Problem to work on:
Convert every line of the items below into a JSON list of strings, one string per line, skipping blank lines. Leave the pictures out of the list.

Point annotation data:
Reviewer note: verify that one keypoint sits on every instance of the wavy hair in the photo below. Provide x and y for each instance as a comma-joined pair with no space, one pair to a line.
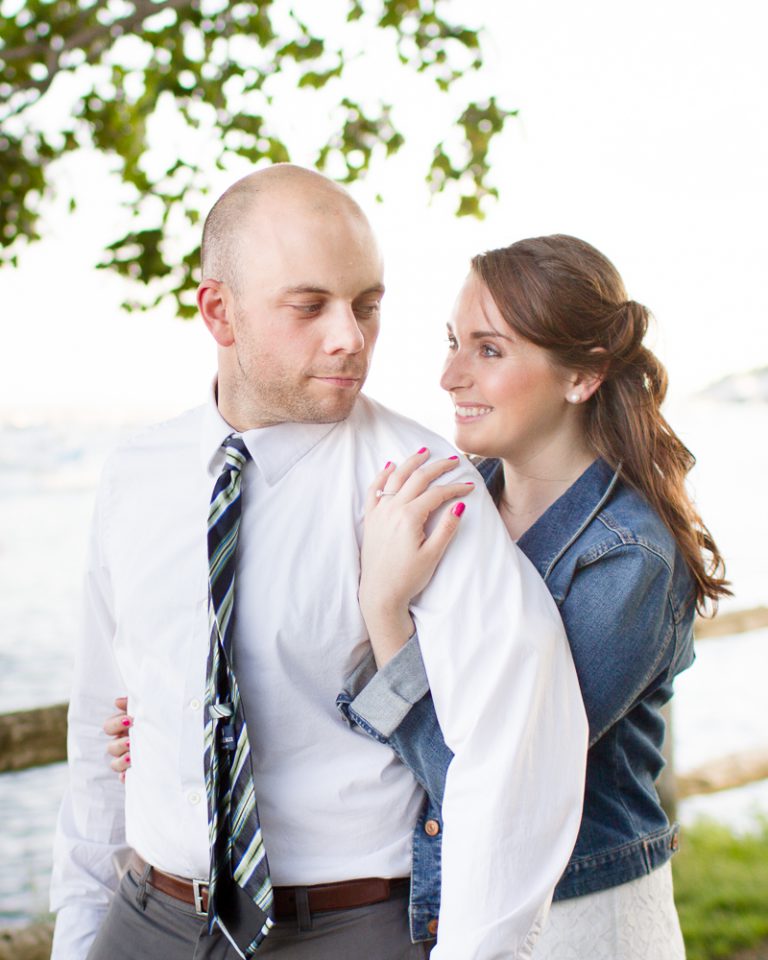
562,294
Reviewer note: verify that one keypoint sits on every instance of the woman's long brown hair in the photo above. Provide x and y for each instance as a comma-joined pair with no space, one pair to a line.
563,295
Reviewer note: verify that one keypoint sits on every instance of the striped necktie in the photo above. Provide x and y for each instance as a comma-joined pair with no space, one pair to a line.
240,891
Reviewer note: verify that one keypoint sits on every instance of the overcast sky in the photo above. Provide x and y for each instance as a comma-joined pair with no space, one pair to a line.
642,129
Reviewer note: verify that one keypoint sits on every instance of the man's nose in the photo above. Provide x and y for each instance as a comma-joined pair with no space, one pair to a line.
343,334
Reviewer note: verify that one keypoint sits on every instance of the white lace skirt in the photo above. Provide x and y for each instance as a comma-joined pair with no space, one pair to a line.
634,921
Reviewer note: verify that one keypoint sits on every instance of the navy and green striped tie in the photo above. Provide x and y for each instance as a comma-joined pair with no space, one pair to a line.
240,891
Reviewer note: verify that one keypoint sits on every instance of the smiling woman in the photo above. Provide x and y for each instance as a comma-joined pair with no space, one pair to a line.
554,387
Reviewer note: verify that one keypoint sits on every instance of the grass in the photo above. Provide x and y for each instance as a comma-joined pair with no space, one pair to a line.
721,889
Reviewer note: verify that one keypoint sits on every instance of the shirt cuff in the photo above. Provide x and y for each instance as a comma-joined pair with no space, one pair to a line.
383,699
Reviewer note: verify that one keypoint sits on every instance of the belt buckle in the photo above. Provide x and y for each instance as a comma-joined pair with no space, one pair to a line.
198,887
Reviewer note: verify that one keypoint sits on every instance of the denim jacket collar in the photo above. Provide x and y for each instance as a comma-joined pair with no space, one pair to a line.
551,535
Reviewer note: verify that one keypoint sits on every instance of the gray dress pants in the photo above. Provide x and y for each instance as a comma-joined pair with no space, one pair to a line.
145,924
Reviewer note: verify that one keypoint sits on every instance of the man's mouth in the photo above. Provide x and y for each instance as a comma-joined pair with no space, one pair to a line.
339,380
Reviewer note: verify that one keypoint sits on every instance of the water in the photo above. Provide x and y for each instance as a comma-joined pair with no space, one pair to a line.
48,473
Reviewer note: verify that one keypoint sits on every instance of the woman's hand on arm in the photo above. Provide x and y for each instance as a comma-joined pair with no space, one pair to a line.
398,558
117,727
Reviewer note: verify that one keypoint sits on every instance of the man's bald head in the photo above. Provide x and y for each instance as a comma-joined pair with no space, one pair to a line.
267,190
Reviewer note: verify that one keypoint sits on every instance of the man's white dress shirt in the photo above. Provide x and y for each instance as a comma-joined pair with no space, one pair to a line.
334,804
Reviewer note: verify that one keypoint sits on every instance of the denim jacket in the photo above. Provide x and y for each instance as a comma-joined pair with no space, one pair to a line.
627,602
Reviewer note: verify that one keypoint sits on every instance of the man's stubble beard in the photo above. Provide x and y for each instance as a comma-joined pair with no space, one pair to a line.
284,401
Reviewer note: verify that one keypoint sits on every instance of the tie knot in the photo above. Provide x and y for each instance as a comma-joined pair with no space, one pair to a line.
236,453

Result of the task:
[
  "Reviewer note: verify that one keypoint sits on every instance of the wavy hair in the photo below. Provide x and y for each instance as a comma-joined pair with no space, one pair to a line.",
  "562,294",
  "Reviewer note: verify that one keypoint sits on every instance of the woman's long brown hair in the photo above. Provide x and y for each instance as a comma-joined pair with no space, one pair to a line.",
  "563,295",
  "Reviewer note: verify that one keypoint sits on every instance of the striped necktie in the photo above. Provide x and y for each instance as a comma-joined pair with no space, one pair to a line.",
  "240,891",
  "Reviewer note: verify that one keypoint sits on every instance of the overcast sky in the photo above. Provide x and y for each instance as a comma-joined pair with no space, one pair to a line.",
  "642,129",
  "Reviewer note: verify that one keypoint sits on every instance of the man's nose in the photo above. Provide x and y for each instance as a comma-joined pair with no space, one pair to a line.",
  "343,334",
  "Reviewer note: verify that one keypoint sits on every instance of the white lace skirt in the photo above. Provide x and y for each instance as a comma-joined pair with no space, one pair to a line.",
  "634,921",
  "Reviewer note: verify that one keypoint sits on every instance of the navy and green striped tie in the photo above. Provide x and y for each instance as a comma-joined pair with no space, one pair to a line.",
  "240,891",
  "Reviewer note: verify that one keypoint sits on every instance of the smiling woman in the photo above. Provide x and y for each instance as a comma-joined pair with no space, one pair to a line.",
  "554,387",
  "Reviewer note: verify that one keypoint sits on every instance of the grass in the photo above. Provide x and y for each instance as a comma-joined pair with no space, one pair to a line.",
  "721,889",
  "Reviewer note: verify that one keypoint sits on every instance of the shirt cuff in the photo above. Provide x and y for each instance as a comma-joined pair with no space, one pair to a line.",
  "383,699",
  "Reviewer note: verify that one keypoint sits on every instance of the belt buckle in the photo above. Provide x and y for each instance as a comma-joined pair with no space, one pair to a line.",
  "198,887",
  "Reviewer note: verify that one keypoint sits on every instance of the denim jacket collar in the photo above. Provide x and y for each instance as a comma-joined pair with no space, one pair to a line.",
  "551,535",
  "Reviewer note: verify that one keypoint sits on every instance of the gray dress pants in the photo above. Provide x and y for each instance as a comma-joined pair with no space, one pair to a line.",
  "145,924",
  "Reviewer note: verify that one keypoint sits on every instance of the man's mouth in the photo above. Provide x and y for each instance as a comma-joined pair with no space, one pair to a line.",
  "339,380",
  "Reviewer note: verify that one keypoint sits on every instance of the water in the photo above. Provide x and y for each instance as a comma-joined pair with no space, one pair to a line.",
  "48,473",
  "Reviewer note: verify that one keypoint sits on every instance of the woman's hand on arm in the photo above. Provide x and y for each instance as a comma-joined pair with no space, one pair to a line.",
  "398,558",
  "117,727",
  "Reviewer note: verify that one keypoint sits on every instance of the man's bald head in the photo above. Provide x and y for each instance as a comma-joined pair with no space, one pair to a line.",
  "267,190",
  "Reviewer note: verify that one keypoint sits on every instance of the man's white dress shirt in the photo above. Provide x and y for each instance as a comma-joined pair with no space, one pair to a line.",
  "334,804",
  "Reviewer note: verify that one keypoint sits on every instance of the denim jacket in the photo above. Provide x and y for each instance as a comma-joined pair with no space, one pair to a line.",
  "627,602",
  "Reviewer note: verify that one keypoint sits on every instance of the man's stubble beard in the photo above. Provide x and y for each instance as a comma-joined pair with no space, one pair to a line.",
  "284,401",
  "Reviewer note: verify that one keypoint sits on every instance of the tie knot in the photo above. Provide x and y for each instance as a comma-joined pair with no space, one pair to a line.",
  "236,453"
]